### Goal 1
Copy the part of the deep neural network passage that opens with the words containing "But up close, things" and closes with "of the neuron.".
### Goal 2
Write the next part of the passage on deep neural networks, picking up right after its final sentence.

A deep neural network is composed of several layers of *artificial neurons* stacked on top of each other. Each neuron is connected to several neurons in the next layer. As input data goes through the network, it gets processed by neurons in each layer and passed on to the next layer until it reaches the output layer. This is how deep learning models classify images, transform voice to text, predict stock prices, and perform many other complicated tasks.

When seen from far, deep neural networks can look daunting. It might seem like alchemy, turning one type of information into a completely different type of information.

But up close, things become much simpler.

## The linear transformation

The smallest component of the deep neural network is the artificial neuron. Every neuron is a function for a linear transformation, a very simple operation that you’ve learned in high school. In a nutshell, a linear transformation modifies an input number by multiplying it by one or more *weights* and adding a *bias* value. The weights and bias are also called the *parameters* of the neuron.

### Information provided

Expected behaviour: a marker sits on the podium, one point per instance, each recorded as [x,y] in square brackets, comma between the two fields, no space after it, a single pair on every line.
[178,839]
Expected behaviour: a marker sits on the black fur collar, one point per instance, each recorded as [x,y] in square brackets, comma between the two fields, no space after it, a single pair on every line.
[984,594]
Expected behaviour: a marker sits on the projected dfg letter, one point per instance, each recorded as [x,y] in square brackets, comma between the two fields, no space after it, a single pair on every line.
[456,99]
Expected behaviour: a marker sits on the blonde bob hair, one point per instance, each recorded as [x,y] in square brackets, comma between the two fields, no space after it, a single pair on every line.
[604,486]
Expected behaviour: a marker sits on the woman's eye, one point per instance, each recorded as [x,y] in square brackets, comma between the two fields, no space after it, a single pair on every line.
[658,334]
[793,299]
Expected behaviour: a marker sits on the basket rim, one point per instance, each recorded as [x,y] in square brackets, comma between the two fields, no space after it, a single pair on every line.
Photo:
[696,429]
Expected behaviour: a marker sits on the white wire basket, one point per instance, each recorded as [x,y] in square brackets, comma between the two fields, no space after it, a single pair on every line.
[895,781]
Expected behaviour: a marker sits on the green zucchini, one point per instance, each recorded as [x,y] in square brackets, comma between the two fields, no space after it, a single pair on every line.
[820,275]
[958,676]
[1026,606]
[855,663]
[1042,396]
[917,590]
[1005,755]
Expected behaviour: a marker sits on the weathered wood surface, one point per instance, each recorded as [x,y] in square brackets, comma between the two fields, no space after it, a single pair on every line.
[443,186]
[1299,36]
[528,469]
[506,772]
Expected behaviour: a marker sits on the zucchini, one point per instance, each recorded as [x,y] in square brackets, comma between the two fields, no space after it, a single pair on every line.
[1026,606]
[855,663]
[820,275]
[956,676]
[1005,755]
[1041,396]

### Task response 1
But up close, things become much simpler.

## The linear transformation

The smallest component of the deep neural network is the artificial neuron. Every neuron is a function for a linear transformation, a very simple operation that you’ve learned in high school. In a nutshell, a linear transformation modifies an input number by multiplying it by one or more *weights* and adding a *bias* value. The weights and bias are also called the *parameters* of the neuron.

### Task response 2
In fact, the simplest neural network is composed of a single neuron that performs a single linear transformation on one of more input values.

For example, to create a simple neuron that converts temperature measures from Celsius to Fahrenheit, we set its parameters to the following: *w* = 1.8 and *b* = 32.

## Teaching artificial neurons unknown functions

In the case of Celsius-to-Fahrenheit conversion neuron, we already knew the formula for the transformation. But we want to use deep learning to solve problems where we only have observations and don’t know the values of the parameters of the underlying function.

For example, imagine we want to create a machine learning model to forecast sales for a vending machine that sells bottled water at a museum. We have registered the number of people who visited the museum, the weather temperature, and the number of bottles sold for a period of 50 days. Here’s a table with ten sample observations:

When plotted on a chart, the data looks like this:

As the two charts show, both the number of people visiting the museum and the temperature affect the number of bottles sold. Now, we want to see if we can train an artificial neuron to forecast sales for the vending machine.

We’ll start with a neuron that takes a single input, the number of people visiting the museum. (We’ll forgo the bias in this case for simplicity’s sake, but we also know that we don’t need it because we’ll sell zero bottles if no one visits the museum.)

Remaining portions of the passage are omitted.